练习说明
统计下面的条目中有多少行含有字符串“clear”，区分大小写，只写出行数。

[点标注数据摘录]

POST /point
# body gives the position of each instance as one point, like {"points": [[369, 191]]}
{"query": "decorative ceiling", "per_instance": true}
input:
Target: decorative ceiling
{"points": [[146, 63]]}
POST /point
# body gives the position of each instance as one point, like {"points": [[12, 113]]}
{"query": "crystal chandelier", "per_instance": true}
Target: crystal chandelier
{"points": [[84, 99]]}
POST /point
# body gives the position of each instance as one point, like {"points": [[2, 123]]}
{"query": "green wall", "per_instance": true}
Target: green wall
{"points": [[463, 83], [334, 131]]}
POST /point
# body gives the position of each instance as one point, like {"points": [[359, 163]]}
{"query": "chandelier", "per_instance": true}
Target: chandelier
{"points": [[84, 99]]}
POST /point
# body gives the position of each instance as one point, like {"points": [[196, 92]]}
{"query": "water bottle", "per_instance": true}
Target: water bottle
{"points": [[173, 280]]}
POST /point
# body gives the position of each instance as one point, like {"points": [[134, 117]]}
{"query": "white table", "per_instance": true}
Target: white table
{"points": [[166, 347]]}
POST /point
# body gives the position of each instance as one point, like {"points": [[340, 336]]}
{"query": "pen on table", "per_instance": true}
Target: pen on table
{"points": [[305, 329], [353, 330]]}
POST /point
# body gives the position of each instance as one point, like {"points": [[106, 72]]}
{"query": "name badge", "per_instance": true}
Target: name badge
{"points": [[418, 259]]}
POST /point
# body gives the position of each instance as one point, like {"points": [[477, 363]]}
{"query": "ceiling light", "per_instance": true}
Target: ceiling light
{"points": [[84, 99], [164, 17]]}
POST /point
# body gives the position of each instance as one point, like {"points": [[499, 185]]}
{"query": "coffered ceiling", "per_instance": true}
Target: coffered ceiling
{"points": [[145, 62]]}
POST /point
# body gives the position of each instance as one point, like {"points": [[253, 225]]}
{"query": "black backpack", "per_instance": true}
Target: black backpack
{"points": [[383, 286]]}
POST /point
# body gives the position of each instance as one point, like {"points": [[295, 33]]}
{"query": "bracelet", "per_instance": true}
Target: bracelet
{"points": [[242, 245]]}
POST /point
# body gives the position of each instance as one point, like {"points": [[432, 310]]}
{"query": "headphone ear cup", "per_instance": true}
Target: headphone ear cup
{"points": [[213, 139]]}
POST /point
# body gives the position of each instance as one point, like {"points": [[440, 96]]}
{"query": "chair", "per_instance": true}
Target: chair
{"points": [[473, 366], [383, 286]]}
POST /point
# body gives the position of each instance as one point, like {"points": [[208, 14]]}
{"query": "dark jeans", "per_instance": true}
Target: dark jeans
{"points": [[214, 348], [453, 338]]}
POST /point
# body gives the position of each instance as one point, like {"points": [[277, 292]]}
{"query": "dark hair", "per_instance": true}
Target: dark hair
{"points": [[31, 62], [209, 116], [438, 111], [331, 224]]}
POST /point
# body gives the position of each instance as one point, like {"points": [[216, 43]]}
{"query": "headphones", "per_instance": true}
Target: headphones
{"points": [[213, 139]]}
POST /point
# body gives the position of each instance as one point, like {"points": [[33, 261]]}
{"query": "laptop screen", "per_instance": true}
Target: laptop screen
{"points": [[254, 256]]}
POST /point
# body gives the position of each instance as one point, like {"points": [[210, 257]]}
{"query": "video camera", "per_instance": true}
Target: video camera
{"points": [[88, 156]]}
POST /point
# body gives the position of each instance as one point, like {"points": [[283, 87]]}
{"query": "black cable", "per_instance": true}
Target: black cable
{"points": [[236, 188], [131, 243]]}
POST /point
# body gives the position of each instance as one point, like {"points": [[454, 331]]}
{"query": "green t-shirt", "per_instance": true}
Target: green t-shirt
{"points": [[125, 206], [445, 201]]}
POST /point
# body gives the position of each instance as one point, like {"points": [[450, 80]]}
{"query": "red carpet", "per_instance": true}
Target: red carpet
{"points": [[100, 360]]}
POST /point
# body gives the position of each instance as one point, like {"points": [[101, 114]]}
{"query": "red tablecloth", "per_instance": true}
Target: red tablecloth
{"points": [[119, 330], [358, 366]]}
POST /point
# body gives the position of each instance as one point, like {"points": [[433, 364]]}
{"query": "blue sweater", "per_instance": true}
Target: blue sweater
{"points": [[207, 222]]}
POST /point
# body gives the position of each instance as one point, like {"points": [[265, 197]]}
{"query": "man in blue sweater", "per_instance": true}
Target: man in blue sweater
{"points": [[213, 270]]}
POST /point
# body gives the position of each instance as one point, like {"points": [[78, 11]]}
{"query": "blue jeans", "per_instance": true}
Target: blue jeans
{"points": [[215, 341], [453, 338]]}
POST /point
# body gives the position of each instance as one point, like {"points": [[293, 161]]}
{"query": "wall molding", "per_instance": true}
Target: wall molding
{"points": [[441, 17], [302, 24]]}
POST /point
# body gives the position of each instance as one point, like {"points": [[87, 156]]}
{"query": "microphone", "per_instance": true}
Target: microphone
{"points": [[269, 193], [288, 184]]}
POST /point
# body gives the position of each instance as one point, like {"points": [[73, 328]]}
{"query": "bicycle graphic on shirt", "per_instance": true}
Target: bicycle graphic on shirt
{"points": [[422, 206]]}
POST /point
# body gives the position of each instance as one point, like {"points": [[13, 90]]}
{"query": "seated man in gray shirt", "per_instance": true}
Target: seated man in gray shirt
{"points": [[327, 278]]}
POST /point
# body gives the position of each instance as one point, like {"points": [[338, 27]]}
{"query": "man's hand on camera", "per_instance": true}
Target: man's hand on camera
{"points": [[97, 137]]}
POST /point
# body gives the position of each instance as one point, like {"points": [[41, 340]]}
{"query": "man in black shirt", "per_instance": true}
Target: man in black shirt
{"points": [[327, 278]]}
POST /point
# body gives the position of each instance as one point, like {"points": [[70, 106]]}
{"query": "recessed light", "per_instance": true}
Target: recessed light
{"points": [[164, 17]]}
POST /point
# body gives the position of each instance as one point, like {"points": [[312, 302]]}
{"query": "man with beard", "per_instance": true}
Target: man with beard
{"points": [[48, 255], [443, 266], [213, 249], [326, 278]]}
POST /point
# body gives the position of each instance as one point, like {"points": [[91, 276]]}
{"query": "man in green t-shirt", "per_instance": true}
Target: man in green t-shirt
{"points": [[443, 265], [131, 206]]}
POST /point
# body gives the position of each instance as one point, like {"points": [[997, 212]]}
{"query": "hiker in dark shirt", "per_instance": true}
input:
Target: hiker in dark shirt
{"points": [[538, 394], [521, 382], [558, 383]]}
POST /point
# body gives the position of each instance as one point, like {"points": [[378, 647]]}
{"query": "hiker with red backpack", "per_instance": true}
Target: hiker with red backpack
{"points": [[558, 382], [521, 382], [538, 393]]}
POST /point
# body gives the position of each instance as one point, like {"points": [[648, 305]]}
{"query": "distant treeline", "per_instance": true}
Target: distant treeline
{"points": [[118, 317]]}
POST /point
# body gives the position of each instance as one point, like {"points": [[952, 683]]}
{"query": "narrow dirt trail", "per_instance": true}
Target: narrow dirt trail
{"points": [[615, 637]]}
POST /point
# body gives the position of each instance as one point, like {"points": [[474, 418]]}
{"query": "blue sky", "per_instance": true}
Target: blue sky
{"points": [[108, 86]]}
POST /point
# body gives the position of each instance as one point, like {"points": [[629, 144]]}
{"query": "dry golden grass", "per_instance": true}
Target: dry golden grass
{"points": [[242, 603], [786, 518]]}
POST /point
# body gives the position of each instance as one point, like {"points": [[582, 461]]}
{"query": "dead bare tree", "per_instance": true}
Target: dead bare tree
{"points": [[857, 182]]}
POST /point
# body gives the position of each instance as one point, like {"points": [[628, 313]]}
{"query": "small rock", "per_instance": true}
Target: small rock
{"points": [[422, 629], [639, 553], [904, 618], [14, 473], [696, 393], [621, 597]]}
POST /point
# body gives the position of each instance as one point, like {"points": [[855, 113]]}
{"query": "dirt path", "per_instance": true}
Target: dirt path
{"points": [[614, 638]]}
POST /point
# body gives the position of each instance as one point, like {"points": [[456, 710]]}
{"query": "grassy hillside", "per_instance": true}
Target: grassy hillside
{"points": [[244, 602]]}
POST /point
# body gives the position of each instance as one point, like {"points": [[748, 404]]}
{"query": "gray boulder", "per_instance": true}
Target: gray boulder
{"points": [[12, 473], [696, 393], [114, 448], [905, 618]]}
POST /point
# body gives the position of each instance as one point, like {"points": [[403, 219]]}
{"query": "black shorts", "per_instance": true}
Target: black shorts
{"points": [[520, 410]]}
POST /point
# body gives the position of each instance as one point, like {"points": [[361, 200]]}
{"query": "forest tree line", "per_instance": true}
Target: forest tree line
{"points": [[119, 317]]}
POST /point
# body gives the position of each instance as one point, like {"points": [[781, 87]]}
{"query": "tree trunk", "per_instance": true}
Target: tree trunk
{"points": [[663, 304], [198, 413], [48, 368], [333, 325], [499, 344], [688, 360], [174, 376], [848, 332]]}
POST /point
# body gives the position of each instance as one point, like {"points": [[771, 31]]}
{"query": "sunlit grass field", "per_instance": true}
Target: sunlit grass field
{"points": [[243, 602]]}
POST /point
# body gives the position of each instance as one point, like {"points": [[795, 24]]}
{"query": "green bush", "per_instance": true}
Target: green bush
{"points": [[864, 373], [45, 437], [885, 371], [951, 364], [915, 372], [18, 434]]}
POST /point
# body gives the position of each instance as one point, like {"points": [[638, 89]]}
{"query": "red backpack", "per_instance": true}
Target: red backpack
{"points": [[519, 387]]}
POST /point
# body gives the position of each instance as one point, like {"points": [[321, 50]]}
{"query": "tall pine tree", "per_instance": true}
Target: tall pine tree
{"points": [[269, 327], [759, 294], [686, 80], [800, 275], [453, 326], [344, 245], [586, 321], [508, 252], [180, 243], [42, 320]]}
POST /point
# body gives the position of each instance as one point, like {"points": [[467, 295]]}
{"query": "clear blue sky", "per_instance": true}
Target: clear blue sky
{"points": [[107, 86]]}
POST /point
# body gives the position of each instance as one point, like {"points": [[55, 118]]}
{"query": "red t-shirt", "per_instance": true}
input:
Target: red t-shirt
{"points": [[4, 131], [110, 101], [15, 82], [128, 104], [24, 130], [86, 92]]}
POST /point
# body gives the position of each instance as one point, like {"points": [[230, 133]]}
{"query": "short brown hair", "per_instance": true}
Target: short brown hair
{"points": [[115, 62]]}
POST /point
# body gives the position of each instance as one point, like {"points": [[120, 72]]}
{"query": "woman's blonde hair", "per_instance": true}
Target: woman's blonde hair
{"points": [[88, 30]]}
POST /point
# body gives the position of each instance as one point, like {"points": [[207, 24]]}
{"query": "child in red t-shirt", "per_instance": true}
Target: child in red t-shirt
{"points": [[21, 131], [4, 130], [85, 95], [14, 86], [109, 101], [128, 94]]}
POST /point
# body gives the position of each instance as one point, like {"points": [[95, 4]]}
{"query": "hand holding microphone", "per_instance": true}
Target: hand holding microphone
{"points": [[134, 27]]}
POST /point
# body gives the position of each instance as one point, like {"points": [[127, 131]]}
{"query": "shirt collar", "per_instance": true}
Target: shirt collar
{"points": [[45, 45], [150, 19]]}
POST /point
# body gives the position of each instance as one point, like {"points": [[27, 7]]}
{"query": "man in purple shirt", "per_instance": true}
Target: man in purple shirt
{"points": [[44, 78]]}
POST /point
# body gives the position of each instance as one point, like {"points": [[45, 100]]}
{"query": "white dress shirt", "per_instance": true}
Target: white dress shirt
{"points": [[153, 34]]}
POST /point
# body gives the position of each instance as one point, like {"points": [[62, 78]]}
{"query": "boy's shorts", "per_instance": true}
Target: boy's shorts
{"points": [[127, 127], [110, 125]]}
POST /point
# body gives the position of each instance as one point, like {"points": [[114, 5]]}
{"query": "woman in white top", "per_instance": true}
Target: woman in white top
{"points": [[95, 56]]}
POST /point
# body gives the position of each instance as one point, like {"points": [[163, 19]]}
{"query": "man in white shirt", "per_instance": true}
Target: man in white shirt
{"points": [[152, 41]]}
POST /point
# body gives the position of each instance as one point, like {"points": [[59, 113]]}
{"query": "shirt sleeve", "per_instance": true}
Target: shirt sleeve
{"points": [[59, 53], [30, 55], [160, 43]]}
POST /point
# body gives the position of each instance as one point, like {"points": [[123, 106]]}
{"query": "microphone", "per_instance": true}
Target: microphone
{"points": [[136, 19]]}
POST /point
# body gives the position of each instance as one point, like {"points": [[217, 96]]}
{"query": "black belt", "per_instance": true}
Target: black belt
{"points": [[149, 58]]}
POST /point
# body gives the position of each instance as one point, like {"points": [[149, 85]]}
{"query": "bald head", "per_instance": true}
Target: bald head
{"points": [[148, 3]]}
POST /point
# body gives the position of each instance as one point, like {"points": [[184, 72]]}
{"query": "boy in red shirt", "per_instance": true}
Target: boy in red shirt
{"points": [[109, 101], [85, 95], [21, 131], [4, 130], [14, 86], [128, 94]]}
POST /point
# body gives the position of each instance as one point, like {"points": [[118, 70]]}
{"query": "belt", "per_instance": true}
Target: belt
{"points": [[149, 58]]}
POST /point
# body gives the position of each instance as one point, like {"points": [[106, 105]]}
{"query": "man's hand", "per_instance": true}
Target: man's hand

练习答案
2